**WHAT NEEDS TO BE DONE**
Copy the listing below word for word, leaving out the picture.

**SUPPLIED DATA**
┌──

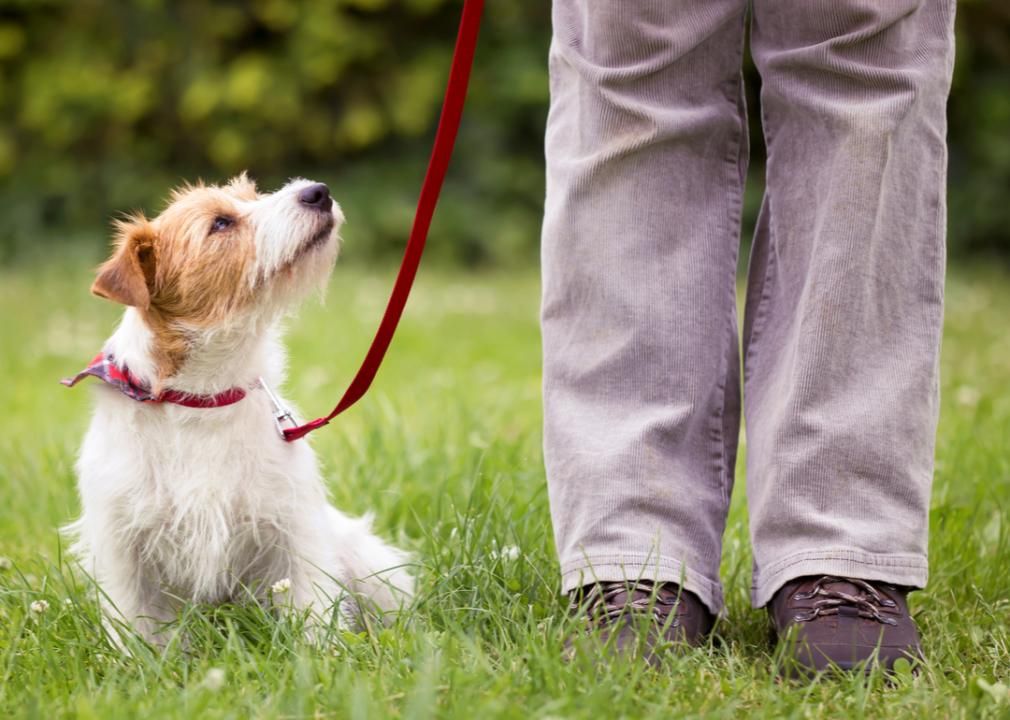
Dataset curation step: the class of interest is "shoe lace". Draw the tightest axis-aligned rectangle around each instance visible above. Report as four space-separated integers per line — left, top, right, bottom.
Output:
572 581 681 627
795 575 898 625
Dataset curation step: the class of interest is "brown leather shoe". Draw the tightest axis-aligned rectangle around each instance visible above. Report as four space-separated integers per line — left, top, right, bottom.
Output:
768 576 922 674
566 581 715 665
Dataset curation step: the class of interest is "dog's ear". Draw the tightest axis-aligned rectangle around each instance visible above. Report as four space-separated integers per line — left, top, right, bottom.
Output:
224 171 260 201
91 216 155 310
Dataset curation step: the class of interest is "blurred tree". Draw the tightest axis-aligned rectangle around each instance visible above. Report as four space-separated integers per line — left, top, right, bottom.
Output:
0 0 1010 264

└──

**EXPECTED ANSWER**
Dataset curation step: the class of interest is "shoe lace". Draw the tightest axis-aligned rectangle around each instance visible above. Report as four space-separated integers per line — left, top, right, bottom.
Output:
572 581 681 627
795 575 898 625
Dataset curation step: the class of interest is "brown leather shoe". Draw the tightest axis-aligned rectangle around each instance visible above. Report as four space-separated integers per line — left, top, right, bottom.
Output:
768 576 922 674
566 581 715 665
Dataset curation step: the class of interest is "dog's ear". Draw the tightest axis-aligned rectangle around each instance visible above. Report as four space-separated integers per line — left, top, right, bottom.
Output:
224 171 260 201
91 216 155 310
Dataset curation step: the class of interest is "blurred tree". Draw the tightest axis-aligned rectangle around each instance visible above. Report as four space-separated integers per line — left, top, right, bottom.
Output:
0 0 1010 264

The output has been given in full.